In Reply, Keyval argues that discovery is not restricted because the agreement here does provide for discovery pursuant to Code of Civil Procedure section 1282.05. (Motion, Exh. A, ¶ 2.) Keyval also points out that although the agreement is silent as to who will bear the cost of arbitration, California law under Armendariz requires the employer to bear all costs uniquely attributable to arbitration and Keyval intends to do so in this case. Further, Davoudian’s argument regarding attorneys’ fees has been rejected by the Supreme Court: a costs provision such as this will not limit “the availability of expert investigation expenses that are otherwise recoverable as damages,” and is generally not substantive unconscionability. (Pinnacle Museum Tower Assn. v. Pinnacle Market Development (US), LLC (2012) 55 Cal.4th 223, 249.)

Davoudian also argues that the agreement contains an unenforceable PAGA waiver. (Oppo. at p. 6.) The Court finds that the arbitration agreement, here, cannot compel the waiver of any PAGA claim. (Iskanian v. CLS Transportation Los Angeles, LLC (2014) 59 Cal.4th 348, 391.) The California Supreme Court addressed a similar issue, but failed to resolve whether it is appropriate to bifurcate claims, with individual claims going to arbitration and the representative PAGA claim to litigation. (Id. at 392.) California appellate courts have held that in such a case, the petition for arbitration is to be granted, however, the arbitration agreement cannot be enforced for any claims under PAGA. (Franco v. Arakelian Enterprises, Inc. (2015) 234 Cal.App.4th 947, 965-966, as modified (Mar. 11, 2015).) As such, “[b]ecause the issues subject to litigation under the PAGA might overlap those that are subject to arbitration of [plaintiff’s] individual claims, the trial court must order an appropriate stay of trial court proceedings” to “preserve the status quo until the arbitration is resolved.” (Id. at 966.) If Davoudian had brought any PAGA claims, such claims would need to be bifurcated from the remaining causes of action. However, because Davoudian has not brought PAGA claims, this argument is moot and does not make the agreement substantively unconscionable.

▶ **LISTED RECORDS**:
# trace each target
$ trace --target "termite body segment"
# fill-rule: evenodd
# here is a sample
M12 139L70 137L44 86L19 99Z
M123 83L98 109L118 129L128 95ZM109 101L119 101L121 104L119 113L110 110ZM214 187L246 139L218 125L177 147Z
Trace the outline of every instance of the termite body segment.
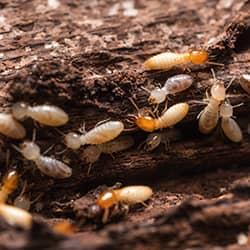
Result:
M0 133L13 139L22 139L26 135L25 128L11 114L0 113Z
M3 203L0 204L0 216L11 226L19 226L26 230L31 228L32 216L23 209Z
M206 51L192 51L190 53L166 52L155 55L144 62L147 70L165 69L186 66L188 64L204 64L208 61Z
M112 155L113 153L132 147L134 143L135 142L132 136L120 136L112 141L87 147L83 152L82 158L87 163L93 164L99 159L102 153Z
M31 117L33 120L48 126L62 126L69 120L69 116L59 107L53 105L29 106L27 103L18 102L12 107L12 114L18 120Z
M188 114L189 105L187 103L177 103L167 109L159 118L154 119L150 116L141 116L135 119L136 125L146 131L153 132L158 129L172 127Z
M193 83L193 78L187 74L170 77L162 88L150 91L148 101L152 104L164 102L169 94L176 94L188 89Z
M17 188L19 176L16 171L9 172L3 179L3 185L0 190L0 203L6 202L9 194Z
M40 148L34 142L26 141L17 149L27 160L34 161L37 168L45 175L63 179L72 175L72 170L66 164L54 158L42 156Z
M156 149L161 143L167 148L170 141L180 140L181 137L180 131L174 128L163 132L151 133L148 135L143 148L145 151L150 152Z
M153 191L148 186L127 186L121 189L106 191L100 195L97 205L104 209L103 223L106 223L109 216L109 209L119 203L133 205L148 200Z
M231 118L233 116L233 107L229 103L223 103L220 107L221 127L224 134L232 142L242 141L242 132L238 123Z
M240 78L241 87L250 94L250 74L243 74Z
M120 135L123 130L124 125L122 122L108 121L81 136L75 133L68 133L64 141L67 147L78 149L85 144L97 145L111 141Z
M215 82L211 88L211 97L207 106L199 116L199 131L209 134L216 127L219 120L219 107L226 98L226 88L220 81Z

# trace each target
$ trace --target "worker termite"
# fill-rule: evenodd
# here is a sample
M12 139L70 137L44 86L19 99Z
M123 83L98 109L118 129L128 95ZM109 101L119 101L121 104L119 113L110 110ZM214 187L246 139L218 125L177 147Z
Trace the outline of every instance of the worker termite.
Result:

▶ **REQUIRED WORK**:
Write out the part of the arbitration ruling starting at "In Reply, Keyval" and ending at "Cal.4th 223, 249.)". The entries have no connection to the court ruling on arbitration.

▶ **ANSWER TO THE TASK**:
In Reply, Keyval argues that discovery is not restricted because the agreement here does provide for discovery pursuant to Code of Civil Procedure section 1282.05. (Motion, Exh. A, ¶ 2.) Keyval also points out that although the agreement is silent as to who will bear the cost of arbitration, California law under Armendariz requires the employer to bear all costs uniquely attributable to arbitration and Keyval intends to do so in this case. Further, Davoudian’s argument regarding attorneys’ fees has been rejected by the Supreme Court: a costs provision such as this will not limit “the availability of expert investigation expenses that are otherwise recoverable as damages,” and is generally not substantive unconscionability. (Pinnacle Museum Tower Assn. v. Pinnacle Market Development (US), LLC (2012) 55 Cal.4th 223, 249.)